Exercise materials START

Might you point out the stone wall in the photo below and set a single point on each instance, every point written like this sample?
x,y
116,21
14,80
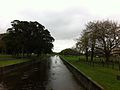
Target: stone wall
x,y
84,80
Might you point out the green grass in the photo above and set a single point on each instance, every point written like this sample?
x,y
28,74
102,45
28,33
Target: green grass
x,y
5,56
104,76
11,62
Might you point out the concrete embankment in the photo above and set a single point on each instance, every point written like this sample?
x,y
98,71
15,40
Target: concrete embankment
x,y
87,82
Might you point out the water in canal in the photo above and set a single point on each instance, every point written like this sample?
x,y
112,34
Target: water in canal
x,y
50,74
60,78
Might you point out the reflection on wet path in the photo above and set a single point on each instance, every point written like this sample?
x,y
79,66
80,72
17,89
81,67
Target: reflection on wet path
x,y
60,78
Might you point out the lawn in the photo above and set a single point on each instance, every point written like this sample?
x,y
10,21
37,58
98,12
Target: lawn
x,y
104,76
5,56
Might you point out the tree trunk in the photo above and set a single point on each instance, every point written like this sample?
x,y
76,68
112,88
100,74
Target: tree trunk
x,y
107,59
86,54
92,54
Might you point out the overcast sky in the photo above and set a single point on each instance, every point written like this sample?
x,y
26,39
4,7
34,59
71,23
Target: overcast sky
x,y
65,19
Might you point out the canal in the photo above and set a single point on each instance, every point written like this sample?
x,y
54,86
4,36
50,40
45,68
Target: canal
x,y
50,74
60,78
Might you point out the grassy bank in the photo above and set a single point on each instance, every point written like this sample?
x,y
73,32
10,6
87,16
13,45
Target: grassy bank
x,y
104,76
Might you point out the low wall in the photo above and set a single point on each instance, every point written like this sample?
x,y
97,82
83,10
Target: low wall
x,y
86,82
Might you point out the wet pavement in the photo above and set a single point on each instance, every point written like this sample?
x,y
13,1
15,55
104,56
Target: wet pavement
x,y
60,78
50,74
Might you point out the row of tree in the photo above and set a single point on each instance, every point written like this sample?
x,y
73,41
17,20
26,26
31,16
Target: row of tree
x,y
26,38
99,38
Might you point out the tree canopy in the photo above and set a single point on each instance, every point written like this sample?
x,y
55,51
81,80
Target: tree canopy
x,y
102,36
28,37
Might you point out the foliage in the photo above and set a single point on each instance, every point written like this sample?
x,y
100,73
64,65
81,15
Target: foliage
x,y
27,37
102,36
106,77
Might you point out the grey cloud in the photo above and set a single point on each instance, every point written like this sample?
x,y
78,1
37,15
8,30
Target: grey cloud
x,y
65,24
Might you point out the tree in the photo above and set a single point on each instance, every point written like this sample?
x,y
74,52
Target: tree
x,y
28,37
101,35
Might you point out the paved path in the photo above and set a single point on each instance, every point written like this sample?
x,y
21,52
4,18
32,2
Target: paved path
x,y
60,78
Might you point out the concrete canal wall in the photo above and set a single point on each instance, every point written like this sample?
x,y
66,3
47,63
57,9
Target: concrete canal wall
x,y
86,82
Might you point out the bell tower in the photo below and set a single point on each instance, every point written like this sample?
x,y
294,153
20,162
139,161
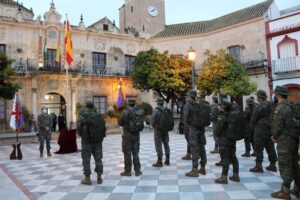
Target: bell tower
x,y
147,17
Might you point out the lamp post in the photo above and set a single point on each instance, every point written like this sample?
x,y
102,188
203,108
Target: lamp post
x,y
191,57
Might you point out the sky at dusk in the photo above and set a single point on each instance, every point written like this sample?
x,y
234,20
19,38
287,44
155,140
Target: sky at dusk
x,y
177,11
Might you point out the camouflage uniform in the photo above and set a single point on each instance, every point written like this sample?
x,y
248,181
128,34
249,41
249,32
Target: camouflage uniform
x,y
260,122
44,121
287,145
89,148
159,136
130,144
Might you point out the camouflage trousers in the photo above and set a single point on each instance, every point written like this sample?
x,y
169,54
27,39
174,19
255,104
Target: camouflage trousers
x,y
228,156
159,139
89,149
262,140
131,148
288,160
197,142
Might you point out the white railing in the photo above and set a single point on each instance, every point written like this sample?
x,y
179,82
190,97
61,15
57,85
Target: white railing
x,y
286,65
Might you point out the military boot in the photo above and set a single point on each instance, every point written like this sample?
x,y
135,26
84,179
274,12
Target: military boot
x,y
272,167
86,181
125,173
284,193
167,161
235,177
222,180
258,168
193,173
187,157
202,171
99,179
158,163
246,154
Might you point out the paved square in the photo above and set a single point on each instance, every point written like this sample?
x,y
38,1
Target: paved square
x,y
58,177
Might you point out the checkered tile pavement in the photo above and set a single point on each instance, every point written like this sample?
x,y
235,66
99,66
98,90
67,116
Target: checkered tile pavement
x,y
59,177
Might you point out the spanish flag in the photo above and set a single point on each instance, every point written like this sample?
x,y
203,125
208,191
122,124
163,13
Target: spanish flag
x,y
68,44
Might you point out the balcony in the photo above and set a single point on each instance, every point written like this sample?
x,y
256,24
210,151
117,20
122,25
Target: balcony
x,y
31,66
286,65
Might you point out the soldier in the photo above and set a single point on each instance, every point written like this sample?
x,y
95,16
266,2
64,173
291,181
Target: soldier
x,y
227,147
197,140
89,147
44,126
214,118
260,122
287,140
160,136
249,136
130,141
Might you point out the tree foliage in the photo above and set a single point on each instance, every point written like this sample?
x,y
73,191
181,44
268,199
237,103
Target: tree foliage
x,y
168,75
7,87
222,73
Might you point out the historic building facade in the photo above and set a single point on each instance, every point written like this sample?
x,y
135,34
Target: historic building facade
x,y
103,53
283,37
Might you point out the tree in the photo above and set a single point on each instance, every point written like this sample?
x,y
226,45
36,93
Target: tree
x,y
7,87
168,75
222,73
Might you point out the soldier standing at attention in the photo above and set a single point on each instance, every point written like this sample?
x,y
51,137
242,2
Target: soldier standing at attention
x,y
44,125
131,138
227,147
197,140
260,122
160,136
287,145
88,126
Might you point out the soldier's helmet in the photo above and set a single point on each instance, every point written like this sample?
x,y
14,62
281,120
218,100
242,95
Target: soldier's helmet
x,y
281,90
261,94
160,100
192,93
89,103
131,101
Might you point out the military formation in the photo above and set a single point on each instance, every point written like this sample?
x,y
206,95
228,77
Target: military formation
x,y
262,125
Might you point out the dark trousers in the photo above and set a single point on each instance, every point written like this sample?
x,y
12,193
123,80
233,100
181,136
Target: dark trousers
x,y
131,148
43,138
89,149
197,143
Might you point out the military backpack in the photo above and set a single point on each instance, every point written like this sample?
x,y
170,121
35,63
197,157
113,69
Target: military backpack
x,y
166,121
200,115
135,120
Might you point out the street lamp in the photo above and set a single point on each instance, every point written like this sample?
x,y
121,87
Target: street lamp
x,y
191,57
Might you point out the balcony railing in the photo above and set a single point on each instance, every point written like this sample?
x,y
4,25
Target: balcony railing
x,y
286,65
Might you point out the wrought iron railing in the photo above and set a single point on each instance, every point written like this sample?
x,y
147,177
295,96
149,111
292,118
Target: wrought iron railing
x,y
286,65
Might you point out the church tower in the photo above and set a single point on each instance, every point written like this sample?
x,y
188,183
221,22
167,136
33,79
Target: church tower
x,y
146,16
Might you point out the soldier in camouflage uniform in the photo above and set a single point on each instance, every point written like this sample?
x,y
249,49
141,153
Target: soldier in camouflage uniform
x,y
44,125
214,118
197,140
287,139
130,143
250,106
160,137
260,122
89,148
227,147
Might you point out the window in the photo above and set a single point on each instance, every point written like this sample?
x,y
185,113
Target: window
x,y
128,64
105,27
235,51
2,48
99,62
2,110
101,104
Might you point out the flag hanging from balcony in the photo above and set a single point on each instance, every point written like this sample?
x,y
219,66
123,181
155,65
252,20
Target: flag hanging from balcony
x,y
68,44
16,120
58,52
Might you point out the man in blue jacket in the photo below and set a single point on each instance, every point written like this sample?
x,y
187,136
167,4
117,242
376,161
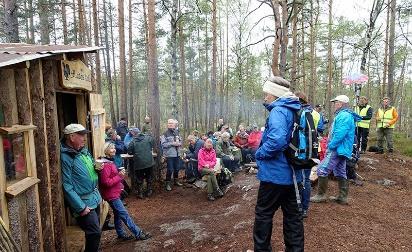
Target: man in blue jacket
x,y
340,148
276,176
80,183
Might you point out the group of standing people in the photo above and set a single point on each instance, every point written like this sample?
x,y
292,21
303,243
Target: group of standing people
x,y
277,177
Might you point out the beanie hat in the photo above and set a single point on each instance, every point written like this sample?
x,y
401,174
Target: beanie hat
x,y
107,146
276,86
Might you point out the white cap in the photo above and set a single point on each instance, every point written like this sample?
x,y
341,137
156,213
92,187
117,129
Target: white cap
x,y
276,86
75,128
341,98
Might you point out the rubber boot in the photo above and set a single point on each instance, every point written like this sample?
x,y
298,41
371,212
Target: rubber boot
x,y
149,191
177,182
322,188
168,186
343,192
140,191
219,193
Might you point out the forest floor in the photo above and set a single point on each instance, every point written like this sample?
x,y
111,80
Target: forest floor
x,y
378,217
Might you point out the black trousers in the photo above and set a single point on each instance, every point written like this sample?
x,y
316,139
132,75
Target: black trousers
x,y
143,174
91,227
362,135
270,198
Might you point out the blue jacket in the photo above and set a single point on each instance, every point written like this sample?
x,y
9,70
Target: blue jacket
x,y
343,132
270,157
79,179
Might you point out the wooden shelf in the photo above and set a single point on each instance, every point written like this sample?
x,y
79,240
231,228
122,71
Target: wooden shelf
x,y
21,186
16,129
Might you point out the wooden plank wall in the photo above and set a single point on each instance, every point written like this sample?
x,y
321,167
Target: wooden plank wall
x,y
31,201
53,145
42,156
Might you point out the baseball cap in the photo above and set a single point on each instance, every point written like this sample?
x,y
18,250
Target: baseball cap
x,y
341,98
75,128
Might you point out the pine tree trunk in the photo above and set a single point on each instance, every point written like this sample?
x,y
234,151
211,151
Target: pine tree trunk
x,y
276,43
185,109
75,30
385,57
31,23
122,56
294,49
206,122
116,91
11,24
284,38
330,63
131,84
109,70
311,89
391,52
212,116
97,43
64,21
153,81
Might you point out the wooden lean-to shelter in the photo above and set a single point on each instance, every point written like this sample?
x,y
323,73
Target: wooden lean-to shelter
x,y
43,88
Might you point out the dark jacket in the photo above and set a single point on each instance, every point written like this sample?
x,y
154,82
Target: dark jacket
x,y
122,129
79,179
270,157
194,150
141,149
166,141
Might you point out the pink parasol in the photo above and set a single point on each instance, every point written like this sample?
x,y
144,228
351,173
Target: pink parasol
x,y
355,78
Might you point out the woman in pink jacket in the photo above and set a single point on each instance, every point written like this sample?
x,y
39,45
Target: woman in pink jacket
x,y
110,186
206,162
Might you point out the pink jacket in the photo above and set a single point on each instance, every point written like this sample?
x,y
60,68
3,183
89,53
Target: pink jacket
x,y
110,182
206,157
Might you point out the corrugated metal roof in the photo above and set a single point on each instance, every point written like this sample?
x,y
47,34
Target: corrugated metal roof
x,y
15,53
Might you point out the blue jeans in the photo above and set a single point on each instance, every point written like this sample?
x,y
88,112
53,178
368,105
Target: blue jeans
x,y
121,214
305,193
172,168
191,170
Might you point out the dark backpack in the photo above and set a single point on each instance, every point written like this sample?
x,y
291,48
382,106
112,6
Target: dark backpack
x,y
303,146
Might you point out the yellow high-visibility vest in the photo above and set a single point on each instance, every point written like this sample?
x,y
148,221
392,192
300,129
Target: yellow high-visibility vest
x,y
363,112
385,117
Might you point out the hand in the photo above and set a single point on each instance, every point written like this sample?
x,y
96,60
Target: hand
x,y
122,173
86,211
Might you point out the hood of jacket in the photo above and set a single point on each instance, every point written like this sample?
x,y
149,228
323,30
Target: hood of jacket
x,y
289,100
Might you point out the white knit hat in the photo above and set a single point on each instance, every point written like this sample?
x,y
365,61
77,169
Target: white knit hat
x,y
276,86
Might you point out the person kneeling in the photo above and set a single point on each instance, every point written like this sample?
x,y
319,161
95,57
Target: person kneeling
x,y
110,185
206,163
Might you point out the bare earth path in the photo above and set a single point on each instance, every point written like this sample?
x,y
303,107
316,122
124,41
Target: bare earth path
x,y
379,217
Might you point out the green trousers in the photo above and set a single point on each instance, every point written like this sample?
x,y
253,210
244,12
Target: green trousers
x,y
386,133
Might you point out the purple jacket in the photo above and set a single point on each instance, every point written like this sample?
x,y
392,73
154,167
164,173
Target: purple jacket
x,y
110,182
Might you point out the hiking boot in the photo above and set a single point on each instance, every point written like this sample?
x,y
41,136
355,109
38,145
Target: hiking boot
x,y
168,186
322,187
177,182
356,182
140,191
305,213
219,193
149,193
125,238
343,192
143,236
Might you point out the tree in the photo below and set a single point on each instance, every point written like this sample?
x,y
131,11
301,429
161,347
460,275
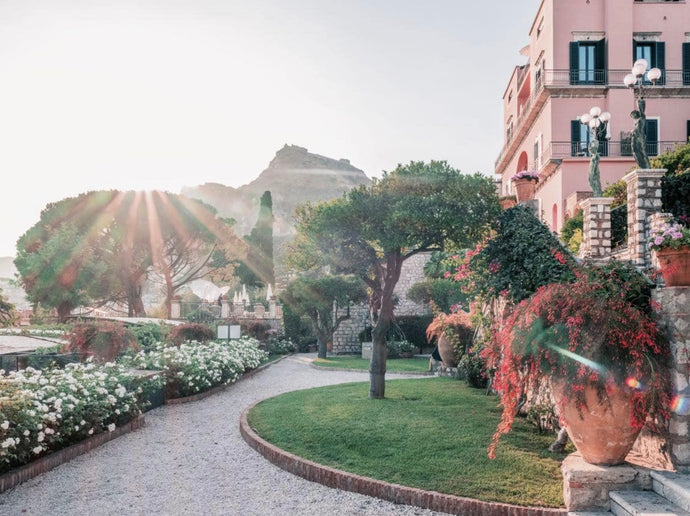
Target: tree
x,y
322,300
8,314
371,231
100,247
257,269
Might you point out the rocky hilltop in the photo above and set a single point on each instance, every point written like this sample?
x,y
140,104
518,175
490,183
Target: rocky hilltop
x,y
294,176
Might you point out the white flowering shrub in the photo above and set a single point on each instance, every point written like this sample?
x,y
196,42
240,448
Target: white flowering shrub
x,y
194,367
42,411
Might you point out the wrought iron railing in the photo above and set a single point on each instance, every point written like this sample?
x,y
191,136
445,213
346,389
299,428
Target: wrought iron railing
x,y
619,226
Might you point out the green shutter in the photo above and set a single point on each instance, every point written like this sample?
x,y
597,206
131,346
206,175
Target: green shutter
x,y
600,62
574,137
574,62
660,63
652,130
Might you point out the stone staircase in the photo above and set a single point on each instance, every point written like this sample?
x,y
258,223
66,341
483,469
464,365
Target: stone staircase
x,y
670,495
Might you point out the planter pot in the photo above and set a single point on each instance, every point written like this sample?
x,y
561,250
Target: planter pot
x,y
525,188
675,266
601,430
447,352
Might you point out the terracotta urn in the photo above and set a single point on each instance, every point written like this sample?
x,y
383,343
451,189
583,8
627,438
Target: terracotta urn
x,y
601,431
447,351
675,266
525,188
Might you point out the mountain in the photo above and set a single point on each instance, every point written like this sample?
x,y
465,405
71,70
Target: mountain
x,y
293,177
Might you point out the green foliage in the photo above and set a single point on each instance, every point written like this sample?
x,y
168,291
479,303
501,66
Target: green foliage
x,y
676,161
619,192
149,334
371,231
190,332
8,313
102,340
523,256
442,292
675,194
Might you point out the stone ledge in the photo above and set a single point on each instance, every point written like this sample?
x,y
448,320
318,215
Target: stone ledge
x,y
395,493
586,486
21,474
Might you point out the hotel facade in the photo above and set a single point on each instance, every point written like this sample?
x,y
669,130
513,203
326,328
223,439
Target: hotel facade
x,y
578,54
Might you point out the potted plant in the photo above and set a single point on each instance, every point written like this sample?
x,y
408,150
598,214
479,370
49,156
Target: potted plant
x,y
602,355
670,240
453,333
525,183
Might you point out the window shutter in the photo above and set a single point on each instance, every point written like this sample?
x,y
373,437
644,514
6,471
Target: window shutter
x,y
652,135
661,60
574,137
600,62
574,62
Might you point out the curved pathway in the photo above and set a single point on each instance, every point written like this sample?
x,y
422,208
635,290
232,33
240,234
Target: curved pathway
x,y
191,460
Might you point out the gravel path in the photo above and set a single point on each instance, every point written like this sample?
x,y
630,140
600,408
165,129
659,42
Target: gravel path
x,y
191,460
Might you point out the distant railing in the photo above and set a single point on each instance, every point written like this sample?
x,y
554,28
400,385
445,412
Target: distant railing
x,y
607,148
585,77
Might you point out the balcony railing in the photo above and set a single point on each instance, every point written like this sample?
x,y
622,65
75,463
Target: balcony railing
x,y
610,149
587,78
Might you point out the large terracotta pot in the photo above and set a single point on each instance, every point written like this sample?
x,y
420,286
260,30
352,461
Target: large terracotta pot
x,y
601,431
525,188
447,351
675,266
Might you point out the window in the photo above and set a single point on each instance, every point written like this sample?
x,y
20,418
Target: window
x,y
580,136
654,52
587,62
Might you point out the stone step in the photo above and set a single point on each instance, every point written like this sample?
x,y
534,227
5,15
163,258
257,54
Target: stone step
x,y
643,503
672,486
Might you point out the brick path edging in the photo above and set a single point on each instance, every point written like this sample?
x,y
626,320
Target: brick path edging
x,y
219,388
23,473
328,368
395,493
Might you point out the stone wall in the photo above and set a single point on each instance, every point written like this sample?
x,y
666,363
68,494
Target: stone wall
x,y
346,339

Exercise materials END

Required action
Bring together every line in the entries that holds the string "below".

Answer area
Might you point out the stone wall in the photo below and set a single point on each instance, every point written like this sample?
Might you point out the bell tower in the photo below and set a single point on each instance, every point written like this sample?
Might you point out the man in blue jacket in the photo below and set a single point on each instance, every point written like this sample?
Might you point out the tree in the photo below and set a single point on each instance, every point written like this sample?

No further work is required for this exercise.